▶ **READING TEXT**
In some such manner as this it may be possible to study the broad field of European history with special reference to movements or epochs. The outline is not given here as a proposal for a hard and fast system, but rather to illustrate the main principle for which we are contending; namely, that some principle of unity should be discovered which will allow definite concrete treatment, avoiding, on the one hand, philosophical generalization, and, on the other, tangled accounts of detailed events which are made meaningless by the absence of proper connotation.

Another method of securing unity and continuity is to select the history of one nation, preferably that of France, as a central thread, and study the development of its life. It may be that an understanding of the chief transitions in the history of one nation for a thousand years is all that the second-year pupil should be asked to acquire, but probably it will be quite possible for him to acquire more. The Germanic migrations, the growth of the church, the invasions of the Saracens, the establishment of the Holy Roman Empire, feudalism, the crusades, the Renaissance, the rise of national monarchies, the religious wars, the French Revolution and the Napoleonic wars, the unification of Germany and Italy, the democratic movements of the present century-these and other important topics have immediate relation to French history, and may well be studied in connection with it.

▶ **DATA EXTRACT**
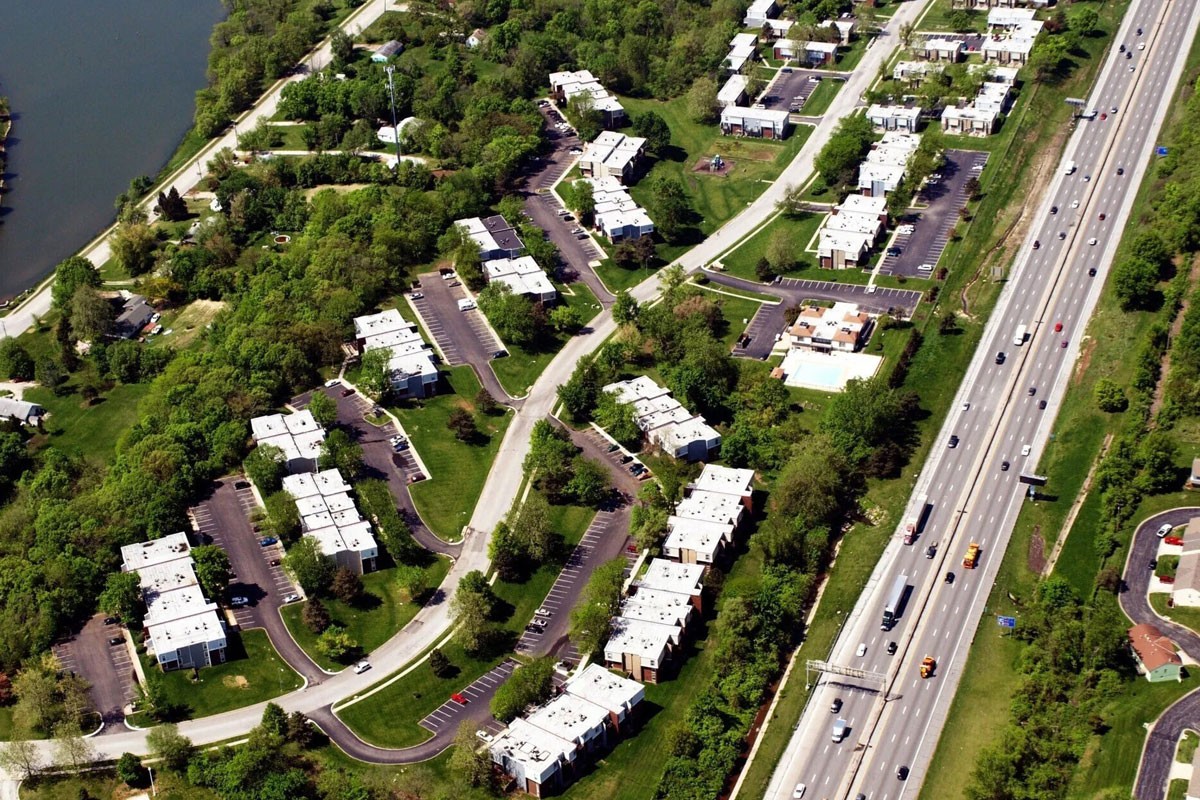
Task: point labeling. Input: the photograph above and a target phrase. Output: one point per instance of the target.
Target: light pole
(395, 128)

▶ **TASK 1**
Please list every country the passage on teaching European history mentions by name.
▶ **TASK 2**
Pick up the passage on teaching European history after its final sentence and continue it with a paragraph of your own.
The data above is separate material and has no connection to the passage on teaching European history.

▶ **REPLY 1**
France, Germany, Italy

▶ **REPLY 2**
This method of treatment has been followed satisfactorily in some schools. Many teachers have used English history for the purpose with some success, and have thus given to their pupils no small knowledge of what went on upon the Continent. England, however, does not serve this purpose so well as France; we speak of this use of English history simply to show the practicability of the plan. Of course, if any one nation is chosen, the student is apt to get an exalted idea of the part which that particular nation has played; and there is danger, too, of a lack of proportion. But consistency, simplicity, and unity are more essential than general comprehension; or, it might more truly be said, general comprehension and appreciation of proportions are almost impossible for boys and girls, and if simplicity and compactness are wanting there is apt to be no grasp of fundamentals at all. If France be taken as a center, events can be studied in sequence, the primary historical way of looking at things can be cultivated, and the concrete acts of men can be examined and discussed.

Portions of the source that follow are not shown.